Input for this task.
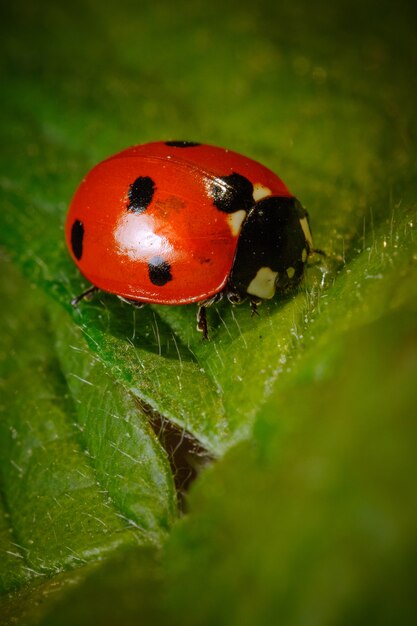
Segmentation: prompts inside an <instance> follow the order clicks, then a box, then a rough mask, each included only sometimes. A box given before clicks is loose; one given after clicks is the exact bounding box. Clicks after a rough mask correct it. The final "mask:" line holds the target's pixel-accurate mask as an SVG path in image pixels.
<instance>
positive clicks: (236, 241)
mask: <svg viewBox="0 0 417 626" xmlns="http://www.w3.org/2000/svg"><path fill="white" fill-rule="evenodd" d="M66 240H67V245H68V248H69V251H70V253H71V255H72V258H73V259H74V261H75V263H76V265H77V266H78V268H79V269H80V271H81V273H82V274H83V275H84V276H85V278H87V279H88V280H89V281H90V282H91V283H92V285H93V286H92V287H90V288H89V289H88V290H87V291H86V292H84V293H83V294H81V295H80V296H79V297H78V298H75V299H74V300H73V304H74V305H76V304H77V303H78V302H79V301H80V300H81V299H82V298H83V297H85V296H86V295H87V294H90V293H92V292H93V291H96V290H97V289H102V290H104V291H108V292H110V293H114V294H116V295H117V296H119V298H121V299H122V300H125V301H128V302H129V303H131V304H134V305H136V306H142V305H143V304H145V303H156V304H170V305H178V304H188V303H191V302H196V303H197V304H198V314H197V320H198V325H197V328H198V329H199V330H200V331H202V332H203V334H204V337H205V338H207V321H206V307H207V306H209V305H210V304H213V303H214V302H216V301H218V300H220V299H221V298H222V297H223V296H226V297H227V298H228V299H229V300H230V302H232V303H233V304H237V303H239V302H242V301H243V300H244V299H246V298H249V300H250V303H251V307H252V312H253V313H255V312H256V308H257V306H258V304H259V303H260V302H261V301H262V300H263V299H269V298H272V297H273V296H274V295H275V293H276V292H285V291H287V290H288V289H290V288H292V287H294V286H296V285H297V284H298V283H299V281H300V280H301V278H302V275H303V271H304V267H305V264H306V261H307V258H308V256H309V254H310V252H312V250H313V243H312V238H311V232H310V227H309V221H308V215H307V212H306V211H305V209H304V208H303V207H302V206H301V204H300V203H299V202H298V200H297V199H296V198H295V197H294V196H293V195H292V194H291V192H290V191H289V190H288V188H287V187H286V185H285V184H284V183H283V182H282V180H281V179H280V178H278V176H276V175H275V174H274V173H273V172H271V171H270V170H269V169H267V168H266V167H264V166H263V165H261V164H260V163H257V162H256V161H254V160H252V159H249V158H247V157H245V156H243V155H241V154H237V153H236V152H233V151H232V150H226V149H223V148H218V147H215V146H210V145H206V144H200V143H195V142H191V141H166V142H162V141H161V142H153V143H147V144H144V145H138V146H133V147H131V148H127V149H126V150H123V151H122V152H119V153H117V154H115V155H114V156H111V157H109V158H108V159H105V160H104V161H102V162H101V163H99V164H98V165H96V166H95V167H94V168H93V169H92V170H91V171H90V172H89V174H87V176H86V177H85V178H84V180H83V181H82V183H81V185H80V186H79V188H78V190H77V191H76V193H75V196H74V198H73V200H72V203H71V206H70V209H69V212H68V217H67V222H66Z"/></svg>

---

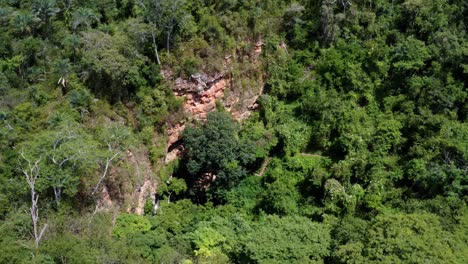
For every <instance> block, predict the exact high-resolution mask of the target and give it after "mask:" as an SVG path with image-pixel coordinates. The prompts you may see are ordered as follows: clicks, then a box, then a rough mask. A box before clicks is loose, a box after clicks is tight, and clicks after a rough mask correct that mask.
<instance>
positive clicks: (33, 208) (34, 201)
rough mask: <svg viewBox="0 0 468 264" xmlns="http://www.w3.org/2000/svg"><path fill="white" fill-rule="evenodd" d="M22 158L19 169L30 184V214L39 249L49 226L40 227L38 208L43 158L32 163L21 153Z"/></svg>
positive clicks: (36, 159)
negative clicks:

Problem statement.
Repeat everything from the line containing "Segmentation: prompts inside" down to the line containing "positive clicks: (236, 241)", both of those lines included.

Response below.
Segmentation: prompts inside an <instance> follow the order clicks, then a box, then a rough mask, each included only sometimes. A box given before clicks is loose; one given after clicks is the exact bounding box. Clicks after a rough mask correct it. The final "mask:" line holds the target's pixel-accurate mask as an SVG path in image pixels.
<instance>
positive clicks: (236, 241)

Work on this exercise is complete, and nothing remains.